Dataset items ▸
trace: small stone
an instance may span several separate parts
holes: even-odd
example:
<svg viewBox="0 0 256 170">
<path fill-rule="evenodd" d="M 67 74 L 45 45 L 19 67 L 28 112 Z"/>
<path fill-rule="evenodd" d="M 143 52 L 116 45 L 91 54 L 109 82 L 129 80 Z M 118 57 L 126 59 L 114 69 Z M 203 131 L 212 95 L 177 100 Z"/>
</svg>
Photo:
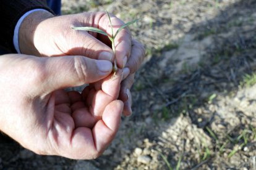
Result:
<svg viewBox="0 0 256 170">
<path fill-rule="evenodd" d="M 83 160 L 79 160 L 75 163 L 74 169 L 74 170 L 98 170 L 93 164 Z"/>
<path fill-rule="evenodd" d="M 153 121 L 153 119 L 151 118 L 148 117 L 145 120 L 145 121 L 146 122 L 147 124 L 151 124 Z"/>
<path fill-rule="evenodd" d="M 111 149 L 109 149 L 109 148 L 108 148 L 108 149 L 106 149 L 106 150 L 104 152 L 104 153 L 103 153 L 103 155 L 105 155 L 105 156 L 109 156 L 109 155 L 112 155 L 112 153 L 113 153 L 112 150 L 111 150 Z"/>
<path fill-rule="evenodd" d="M 141 155 L 138 157 L 137 161 L 143 164 L 148 164 L 151 161 L 151 158 L 149 156 Z"/>
<path fill-rule="evenodd" d="M 248 147 L 245 147 L 244 148 L 244 152 L 247 152 L 248 150 L 249 150 Z"/>
<path fill-rule="evenodd" d="M 142 142 L 142 140 L 138 140 L 137 142 L 137 145 L 139 145 L 139 146 L 142 145 L 142 144 L 143 144 L 143 142 Z"/>
<path fill-rule="evenodd" d="M 143 154 L 144 155 L 150 155 L 151 152 L 150 150 L 149 150 L 148 148 L 144 148 L 143 150 Z"/>
<path fill-rule="evenodd" d="M 142 149 L 140 148 L 136 148 L 134 150 L 134 155 L 135 156 L 140 156 L 142 153 Z"/>
<path fill-rule="evenodd" d="M 144 112 L 142 113 L 142 115 L 147 116 L 150 114 L 149 110 L 145 110 Z"/>
<path fill-rule="evenodd" d="M 34 153 L 27 149 L 24 149 L 20 152 L 20 158 L 25 160 L 25 159 L 28 159 L 32 158 L 34 155 Z"/>
<path fill-rule="evenodd" d="M 53 156 L 46 156 L 46 160 L 51 164 L 54 164 L 56 163 L 56 160 L 55 160 L 54 157 L 53 157 Z"/>
</svg>

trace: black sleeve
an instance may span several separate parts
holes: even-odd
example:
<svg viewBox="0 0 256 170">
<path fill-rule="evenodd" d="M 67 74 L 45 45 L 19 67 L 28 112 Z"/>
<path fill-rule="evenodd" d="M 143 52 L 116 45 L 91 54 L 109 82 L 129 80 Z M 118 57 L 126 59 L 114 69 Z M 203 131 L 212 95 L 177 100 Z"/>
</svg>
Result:
<svg viewBox="0 0 256 170">
<path fill-rule="evenodd" d="M 35 9 L 43 9 L 53 12 L 43 0 L 0 0 L 0 46 L 16 53 L 13 44 L 15 26 L 18 20 L 27 12 Z"/>
</svg>

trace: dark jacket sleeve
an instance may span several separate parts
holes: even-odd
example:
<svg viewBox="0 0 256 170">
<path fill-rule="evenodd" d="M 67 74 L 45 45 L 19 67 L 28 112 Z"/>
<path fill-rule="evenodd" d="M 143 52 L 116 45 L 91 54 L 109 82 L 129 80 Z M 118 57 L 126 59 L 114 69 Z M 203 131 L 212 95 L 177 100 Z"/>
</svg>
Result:
<svg viewBox="0 0 256 170">
<path fill-rule="evenodd" d="M 15 26 L 20 17 L 35 9 L 46 9 L 53 13 L 43 0 L 0 0 L 0 46 L 16 53 L 13 44 Z"/>
</svg>

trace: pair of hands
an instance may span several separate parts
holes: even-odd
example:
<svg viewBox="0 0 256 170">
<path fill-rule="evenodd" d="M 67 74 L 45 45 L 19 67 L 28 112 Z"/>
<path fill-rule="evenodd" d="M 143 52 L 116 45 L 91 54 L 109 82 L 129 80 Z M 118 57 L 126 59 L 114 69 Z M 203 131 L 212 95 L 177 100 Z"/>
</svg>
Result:
<svg viewBox="0 0 256 170">
<path fill-rule="evenodd" d="M 111 20 L 116 29 L 123 25 L 114 16 Z M 114 57 L 108 38 L 73 30 L 74 26 L 111 33 L 103 12 L 53 17 L 40 11 L 24 20 L 23 54 L 62 57 L 1 56 L 0 129 L 38 154 L 91 159 L 113 140 L 122 112 L 131 113 L 129 89 L 145 51 L 122 30 L 115 42 L 121 69 L 111 78 Z M 82 94 L 62 90 L 83 84 L 90 85 Z"/>
</svg>

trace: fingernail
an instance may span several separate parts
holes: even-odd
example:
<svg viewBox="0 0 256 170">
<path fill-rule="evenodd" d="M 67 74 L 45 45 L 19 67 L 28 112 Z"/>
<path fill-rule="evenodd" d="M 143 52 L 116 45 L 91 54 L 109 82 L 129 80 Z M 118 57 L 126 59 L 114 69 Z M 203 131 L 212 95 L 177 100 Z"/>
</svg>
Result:
<svg viewBox="0 0 256 170">
<path fill-rule="evenodd" d="M 130 98 L 130 90 L 129 89 L 126 89 L 126 95 L 127 95 L 127 99 L 129 99 Z"/>
<path fill-rule="evenodd" d="M 112 61 L 112 58 L 113 57 L 113 53 L 106 52 L 106 51 L 103 51 L 103 52 L 101 52 L 100 54 L 98 59 L 99 60 Z"/>
<path fill-rule="evenodd" d="M 124 58 L 124 61 L 123 61 L 123 63 L 122 63 L 122 68 L 124 68 L 126 65 L 126 63 L 127 62 L 127 56 L 125 56 Z"/>
<path fill-rule="evenodd" d="M 109 73 L 112 70 L 112 63 L 111 62 L 106 60 L 96 60 L 96 64 L 98 67 L 98 70 L 103 73 L 106 75 L 106 73 Z"/>
<path fill-rule="evenodd" d="M 124 79 L 126 79 L 129 75 L 130 74 L 130 69 L 129 69 L 129 68 L 126 67 L 122 70 L 122 72 L 124 73 L 123 77 L 122 80 L 124 80 Z"/>
</svg>

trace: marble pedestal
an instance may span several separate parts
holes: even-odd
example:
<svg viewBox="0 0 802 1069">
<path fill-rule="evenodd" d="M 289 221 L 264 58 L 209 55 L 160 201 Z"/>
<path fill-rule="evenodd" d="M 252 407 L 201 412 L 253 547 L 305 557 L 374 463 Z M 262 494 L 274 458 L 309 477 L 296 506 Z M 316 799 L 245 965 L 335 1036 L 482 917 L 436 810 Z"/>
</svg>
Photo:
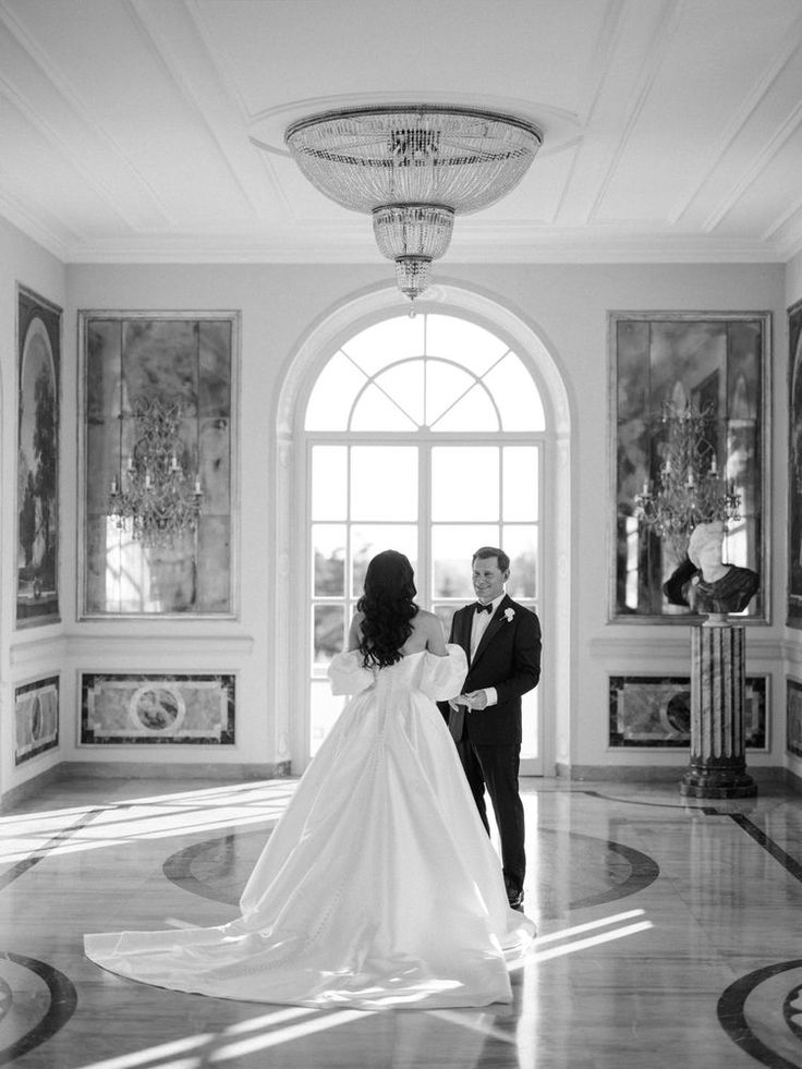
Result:
<svg viewBox="0 0 802 1069">
<path fill-rule="evenodd" d="M 745 629 L 720 619 L 691 628 L 689 798 L 754 798 L 743 739 Z"/>
</svg>

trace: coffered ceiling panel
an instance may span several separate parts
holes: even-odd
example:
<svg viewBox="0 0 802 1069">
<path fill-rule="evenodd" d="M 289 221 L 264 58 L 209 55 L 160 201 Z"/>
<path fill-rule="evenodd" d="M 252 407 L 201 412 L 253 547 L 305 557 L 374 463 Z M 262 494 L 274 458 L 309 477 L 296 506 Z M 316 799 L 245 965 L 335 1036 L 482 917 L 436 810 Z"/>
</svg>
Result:
<svg viewBox="0 0 802 1069">
<path fill-rule="evenodd" d="M 544 133 L 448 257 L 802 248 L 798 0 L 0 0 L 0 214 L 68 262 L 375 260 L 283 134 L 414 102 Z"/>
</svg>

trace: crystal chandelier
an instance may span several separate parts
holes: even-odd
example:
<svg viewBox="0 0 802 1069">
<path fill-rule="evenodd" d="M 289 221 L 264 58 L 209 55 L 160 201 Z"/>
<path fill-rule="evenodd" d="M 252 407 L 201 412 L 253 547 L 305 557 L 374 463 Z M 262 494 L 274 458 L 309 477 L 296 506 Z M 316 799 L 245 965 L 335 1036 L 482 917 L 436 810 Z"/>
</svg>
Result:
<svg viewBox="0 0 802 1069">
<path fill-rule="evenodd" d="M 203 497 L 198 475 L 192 489 L 187 485 L 181 402 L 137 398 L 133 412 L 136 441 L 127 464 L 111 481 L 107 512 L 144 546 L 171 546 L 196 529 Z"/>
<path fill-rule="evenodd" d="M 712 413 L 690 403 L 664 405 L 668 437 L 656 487 L 647 479 L 635 497 L 637 518 L 668 539 L 679 560 L 696 524 L 740 519 L 740 495 L 719 472 L 709 439 Z"/>
<path fill-rule="evenodd" d="M 327 111 L 292 123 L 284 141 L 301 171 L 337 204 L 373 216 L 379 251 L 411 300 L 430 282 L 454 216 L 500 201 L 540 147 L 533 123 L 428 105 Z"/>
</svg>

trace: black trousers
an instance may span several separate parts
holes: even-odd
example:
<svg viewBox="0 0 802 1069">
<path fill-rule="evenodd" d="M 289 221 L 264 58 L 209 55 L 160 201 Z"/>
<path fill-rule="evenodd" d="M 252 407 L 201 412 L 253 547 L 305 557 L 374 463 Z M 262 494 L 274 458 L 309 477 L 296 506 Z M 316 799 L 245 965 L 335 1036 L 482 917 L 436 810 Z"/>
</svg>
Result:
<svg viewBox="0 0 802 1069">
<path fill-rule="evenodd" d="M 501 842 L 501 865 L 509 891 L 523 890 L 526 873 L 524 852 L 523 802 L 518 791 L 518 770 L 521 764 L 521 746 L 479 746 L 463 738 L 457 750 L 465 769 L 471 793 L 479 811 L 482 823 L 490 834 L 485 807 L 485 789 L 490 795 L 493 812 Z"/>
</svg>

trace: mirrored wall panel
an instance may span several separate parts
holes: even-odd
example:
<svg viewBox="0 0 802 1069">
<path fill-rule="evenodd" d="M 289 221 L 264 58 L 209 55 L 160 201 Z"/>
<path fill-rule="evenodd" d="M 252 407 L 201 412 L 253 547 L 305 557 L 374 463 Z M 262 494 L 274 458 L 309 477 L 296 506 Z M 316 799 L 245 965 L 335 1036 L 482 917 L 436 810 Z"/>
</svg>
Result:
<svg viewBox="0 0 802 1069">
<path fill-rule="evenodd" d="M 81 616 L 233 616 L 238 315 L 84 312 Z"/>
<path fill-rule="evenodd" d="M 725 523 L 722 560 L 760 576 L 739 616 L 768 618 L 769 326 L 769 313 L 610 313 L 611 619 L 700 619 L 678 595 L 696 510 Z"/>
</svg>

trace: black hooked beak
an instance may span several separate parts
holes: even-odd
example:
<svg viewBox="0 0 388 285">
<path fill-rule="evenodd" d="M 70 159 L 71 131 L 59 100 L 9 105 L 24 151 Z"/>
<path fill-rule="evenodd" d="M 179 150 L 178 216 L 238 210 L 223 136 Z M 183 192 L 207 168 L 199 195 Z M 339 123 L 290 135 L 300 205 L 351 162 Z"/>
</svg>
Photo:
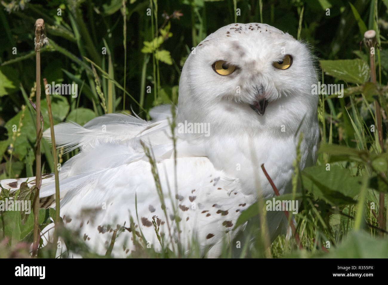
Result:
<svg viewBox="0 0 388 285">
<path fill-rule="evenodd" d="M 263 98 L 255 102 L 253 104 L 250 104 L 249 105 L 258 114 L 262 116 L 264 114 L 267 105 L 268 100 Z"/>
<path fill-rule="evenodd" d="M 250 104 L 249 105 L 258 115 L 262 116 L 264 114 L 265 108 L 268 105 L 268 100 L 264 98 L 264 87 L 262 84 L 256 86 L 256 89 L 257 100 L 253 104 Z"/>
</svg>

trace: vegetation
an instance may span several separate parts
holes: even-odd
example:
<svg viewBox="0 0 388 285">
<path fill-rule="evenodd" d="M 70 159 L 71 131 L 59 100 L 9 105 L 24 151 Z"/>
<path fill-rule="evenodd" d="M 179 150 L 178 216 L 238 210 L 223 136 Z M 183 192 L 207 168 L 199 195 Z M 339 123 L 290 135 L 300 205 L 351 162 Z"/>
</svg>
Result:
<svg viewBox="0 0 388 285">
<path fill-rule="evenodd" d="M 43 4 L 13 0 L 1 4 L 0 179 L 35 175 L 36 113 L 29 101 L 36 101 L 36 19 L 44 20 L 49 44 L 40 49 L 41 78 L 78 86 L 76 97 L 51 96 L 54 124 L 71 120 L 82 125 L 122 111 L 149 119 L 152 107 L 177 104 L 187 55 L 207 35 L 232 22 L 265 22 L 310 43 L 320 81 L 343 85 L 343 92 L 338 96 L 323 90 L 319 95 L 318 161 L 303 171 L 295 168 L 294 188 L 301 188 L 293 194 L 301 201 L 294 216 L 301 246 L 293 237 L 280 236 L 266 250 L 259 228 L 253 228 L 254 246 L 243 249 L 241 257 L 388 256 L 387 0 L 53 0 Z M 376 31 L 375 41 L 364 40 L 369 29 Z M 44 130 L 50 123 L 47 101 L 42 96 Z M 51 147 L 44 140 L 41 143 L 42 173 L 53 173 Z M 57 150 L 62 164 L 77 152 Z M 2 189 L 0 199 L 23 195 L 32 201 L 34 194 L 28 187 L 12 194 Z M 253 205 L 239 222 L 255 218 L 260 211 Z M 50 217 L 55 219 L 53 209 L 40 209 L 41 230 L 52 222 Z M 33 214 L 3 211 L 0 218 L 0 257 L 28 256 Z M 97 256 L 71 233 L 64 230 L 59 234 L 68 248 Z M 228 243 L 223 257 L 230 256 Z M 44 248 L 38 253 L 50 254 Z M 197 250 L 190 254 L 200 256 Z M 133 255 L 180 256 L 167 251 Z"/>
</svg>

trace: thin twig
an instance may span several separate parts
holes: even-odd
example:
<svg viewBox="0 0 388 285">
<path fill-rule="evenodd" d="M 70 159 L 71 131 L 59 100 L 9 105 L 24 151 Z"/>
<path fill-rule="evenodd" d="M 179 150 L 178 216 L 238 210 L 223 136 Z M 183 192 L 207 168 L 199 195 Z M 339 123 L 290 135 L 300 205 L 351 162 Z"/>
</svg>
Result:
<svg viewBox="0 0 388 285">
<path fill-rule="evenodd" d="M 369 59 L 371 62 L 371 81 L 372 83 L 376 84 L 376 71 L 374 65 L 374 52 L 372 52 L 372 50 L 374 48 L 374 44 L 376 40 L 376 32 L 373 30 L 367 31 L 364 33 L 364 42 L 368 48 L 369 55 Z M 374 101 L 374 109 L 375 117 L 376 118 L 376 124 L 377 125 L 378 136 L 379 139 L 379 144 L 381 148 L 382 152 L 384 152 L 384 143 L 383 142 L 383 126 L 381 123 L 381 112 L 380 109 L 380 103 L 378 100 Z M 384 173 L 381 175 L 385 176 Z M 384 193 L 380 192 L 379 195 L 379 217 L 378 220 L 379 222 L 379 226 L 381 229 L 385 228 L 385 223 L 384 221 Z M 380 231 L 380 234 L 384 236 L 383 231 Z"/>
<path fill-rule="evenodd" d="M 276 196 L 280 196 L 280 194 L 279 193 L 279 191 L 278 191 L 277 188 L 276 188 L 275 183 L 274 183 L 274 181 L 272 181 L 272 179 L 271 179 L 271 177 L 270 177 L 270 176 L 265 170 L 265 168 L 264 168 L 264 163 L 262 164 L 261 166 L 262 169 L 263 169 L 263 172 L 264 173 L 264 175 L 265 175 L 265 177 L 267 177 L 268 181 L 272 187 L 272 188 L 274 189 L 274 192 L 275 192 L 275 194 L 276 194 Z M 289 213 L 288 212 L 288 211 L 285 210 L 283 212 L 284 212 L 286 217 L 287 218 L 287 221 L 288 221 L 288 217 L 289 216 Z M 289 224 L 290 226 L 291 227 L 291 229 L 292 230 L 293 234 L 295 237 L 295 239 L 296 241 L 296 244 L 298 244 L 298 246 L 299 247 L 300 249 L 303 249 L 303 245 L 302 245 L 302 243 L 300 242 L 300 238 L 299 238 L 299 235 L 296 232 L 296 230 L 295 228 L 295 225 L 294 225 L 294 223 L 293 223 L 292 221 L 290 222 Z"/>
<path fill-rule="evenodd" d="M 42 183 L 40 154 L 40 48 L 44 44 L 42 39 L 45 38 L 45 22 L 43 19 L 38 19 L 35 23 L 35 51 L 36 52 L 36 142 L 35 144 L 36 184 L 35 197 L 33 200 L 34 233 L 32 248 L 32 256 L 36 256 L 39 244 L 39 189 Z"/>
</svg>

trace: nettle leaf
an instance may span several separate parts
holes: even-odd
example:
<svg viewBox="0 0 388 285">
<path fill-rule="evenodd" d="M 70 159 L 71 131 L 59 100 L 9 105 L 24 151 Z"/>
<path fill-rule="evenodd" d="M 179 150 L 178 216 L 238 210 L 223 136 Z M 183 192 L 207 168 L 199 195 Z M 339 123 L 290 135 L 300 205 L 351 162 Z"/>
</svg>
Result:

Task goal ▸ Report how many lines of the dataset items above contain the string "black", treating case as significant. Give only the number.

Response ▸ 3